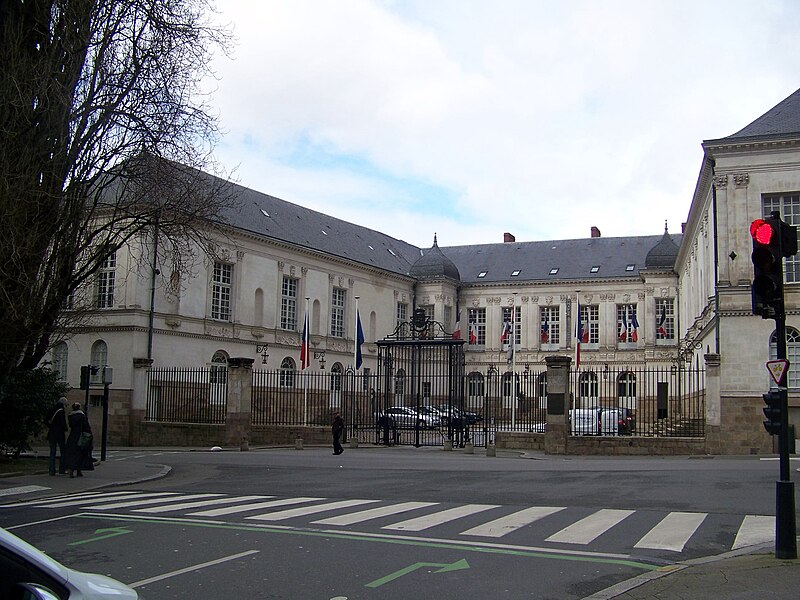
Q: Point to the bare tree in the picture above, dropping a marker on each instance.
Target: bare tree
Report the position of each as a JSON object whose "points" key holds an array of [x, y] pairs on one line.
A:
{"points": [[103, 132]]}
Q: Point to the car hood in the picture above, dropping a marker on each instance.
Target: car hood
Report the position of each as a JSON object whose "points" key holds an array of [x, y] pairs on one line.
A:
{"points": [[98, 587]]}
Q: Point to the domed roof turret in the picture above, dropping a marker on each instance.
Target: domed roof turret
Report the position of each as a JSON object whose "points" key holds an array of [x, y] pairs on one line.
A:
{"points": [[663, 254], [433, 264]]}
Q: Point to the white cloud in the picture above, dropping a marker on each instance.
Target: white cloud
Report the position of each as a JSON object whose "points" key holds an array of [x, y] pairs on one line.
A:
{"points": [[474, 118]]}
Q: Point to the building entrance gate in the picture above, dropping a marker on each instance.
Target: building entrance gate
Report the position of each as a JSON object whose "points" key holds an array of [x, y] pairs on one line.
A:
{"points": [[420, 386]]}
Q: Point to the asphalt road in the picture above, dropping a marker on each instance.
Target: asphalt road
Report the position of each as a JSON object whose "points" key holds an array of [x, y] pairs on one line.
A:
{"points": [[399, 523]]}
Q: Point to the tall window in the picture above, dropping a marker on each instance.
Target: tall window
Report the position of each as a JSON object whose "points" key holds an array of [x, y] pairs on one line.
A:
{"points": [[402, 313], [792, 354], [517, 322], [99, 360], [665, 319], [477, 326], [104, 289], [221, 291], [289, 304], [287, 372], [590, 317], [789, 207], [627, 326], [549, 326], [60, 361], [338, 298]]}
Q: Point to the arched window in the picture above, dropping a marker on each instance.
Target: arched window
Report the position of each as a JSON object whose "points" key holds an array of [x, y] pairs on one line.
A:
{"points": [[287, 372], [98, 361], [60, 360], [218, 377], [475, 385], [399, 386], [626, 389], [541, 389], [336, 384], [587, 389], [792, 355]]}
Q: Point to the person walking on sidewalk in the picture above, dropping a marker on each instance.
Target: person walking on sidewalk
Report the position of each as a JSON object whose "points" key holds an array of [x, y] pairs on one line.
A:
{"points": [[57, 436], [337, 428], [79, 442]]}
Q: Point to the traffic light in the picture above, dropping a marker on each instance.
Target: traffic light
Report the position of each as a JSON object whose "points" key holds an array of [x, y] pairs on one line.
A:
{"points": [[767, 288], [773, 411]]}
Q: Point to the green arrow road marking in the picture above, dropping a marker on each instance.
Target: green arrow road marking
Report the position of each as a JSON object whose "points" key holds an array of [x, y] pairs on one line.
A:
{"points": [[103, 534], [444, 568]]}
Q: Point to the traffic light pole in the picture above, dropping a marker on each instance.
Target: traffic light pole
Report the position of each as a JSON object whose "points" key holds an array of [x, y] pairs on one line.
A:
{"points": [[785, 523]]}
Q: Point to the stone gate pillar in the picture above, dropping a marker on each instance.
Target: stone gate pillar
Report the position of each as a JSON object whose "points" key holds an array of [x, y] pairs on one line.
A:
{"points": [[713, 402], [240, 402], [558, 396]]}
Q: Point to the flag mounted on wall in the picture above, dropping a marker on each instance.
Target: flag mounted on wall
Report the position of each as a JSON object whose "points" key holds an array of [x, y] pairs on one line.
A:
{"points": [[359, 341], [305, 346]]}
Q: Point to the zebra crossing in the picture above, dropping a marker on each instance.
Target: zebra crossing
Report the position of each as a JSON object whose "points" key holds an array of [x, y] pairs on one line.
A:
{"points": [[560, 526]]}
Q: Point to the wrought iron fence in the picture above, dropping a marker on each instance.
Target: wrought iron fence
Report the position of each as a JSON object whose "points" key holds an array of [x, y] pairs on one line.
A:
{"points": [[648, 401], [184, 395]]}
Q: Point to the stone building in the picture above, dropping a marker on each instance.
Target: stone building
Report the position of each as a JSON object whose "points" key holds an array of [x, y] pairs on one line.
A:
{"points": [[658, 300]]}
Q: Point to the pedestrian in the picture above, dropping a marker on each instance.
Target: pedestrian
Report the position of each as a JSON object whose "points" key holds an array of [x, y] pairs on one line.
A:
{"points": [[79, 442], [57, 435], [337, 427]]}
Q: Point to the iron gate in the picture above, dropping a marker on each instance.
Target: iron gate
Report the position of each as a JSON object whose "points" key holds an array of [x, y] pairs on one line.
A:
{"points": [[420, 387]]}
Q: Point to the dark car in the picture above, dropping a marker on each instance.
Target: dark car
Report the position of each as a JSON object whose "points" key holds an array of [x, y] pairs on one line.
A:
{"points": [[448, 411]]}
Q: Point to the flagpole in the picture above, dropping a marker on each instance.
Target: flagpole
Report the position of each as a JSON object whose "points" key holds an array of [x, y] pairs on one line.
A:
{"points": [[355, 337], [513, 361], [305, 379]]}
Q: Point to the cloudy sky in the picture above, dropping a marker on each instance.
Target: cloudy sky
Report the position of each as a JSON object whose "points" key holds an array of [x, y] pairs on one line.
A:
{"points": [[471, 118]]}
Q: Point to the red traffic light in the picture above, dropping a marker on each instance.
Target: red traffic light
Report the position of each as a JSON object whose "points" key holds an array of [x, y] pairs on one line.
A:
{"points": [[762, 231]]}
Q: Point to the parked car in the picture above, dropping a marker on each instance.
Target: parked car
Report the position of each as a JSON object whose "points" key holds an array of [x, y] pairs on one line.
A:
{"points": [[406, 417], [27, 572], [602, 421], [449, 411]]}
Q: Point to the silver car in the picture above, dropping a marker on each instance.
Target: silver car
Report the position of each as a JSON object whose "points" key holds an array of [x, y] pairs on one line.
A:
{"points": [[26, 572]]}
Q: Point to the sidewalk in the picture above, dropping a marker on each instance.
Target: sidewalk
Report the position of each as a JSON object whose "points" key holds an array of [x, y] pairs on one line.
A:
{"points": [[746, 574]]}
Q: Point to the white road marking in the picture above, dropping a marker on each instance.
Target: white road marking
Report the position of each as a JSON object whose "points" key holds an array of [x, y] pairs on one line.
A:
{"points": [[503, 525], [374, 513], [308, 510], [230, 510], [754, 530], [590, 528], [191, 569], [200, 503], [438, 518], [673, 532]]}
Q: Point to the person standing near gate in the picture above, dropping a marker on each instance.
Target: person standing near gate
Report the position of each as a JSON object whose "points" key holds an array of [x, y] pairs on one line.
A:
{"points": [[57, 436], [337, 428]]}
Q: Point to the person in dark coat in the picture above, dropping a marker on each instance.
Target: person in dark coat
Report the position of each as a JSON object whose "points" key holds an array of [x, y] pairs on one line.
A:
{"points": [[78, 459], [337, 428], [57, 435]]}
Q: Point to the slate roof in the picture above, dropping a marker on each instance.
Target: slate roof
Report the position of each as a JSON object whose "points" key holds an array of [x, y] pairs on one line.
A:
{"points": [[782, 120], [273, 218], [278, 219], [573, 259]]}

- [Work instruction]:
Look over the data and work out how many lines include the word "arrow"; reply with the number only.

- [Exercise output]:
2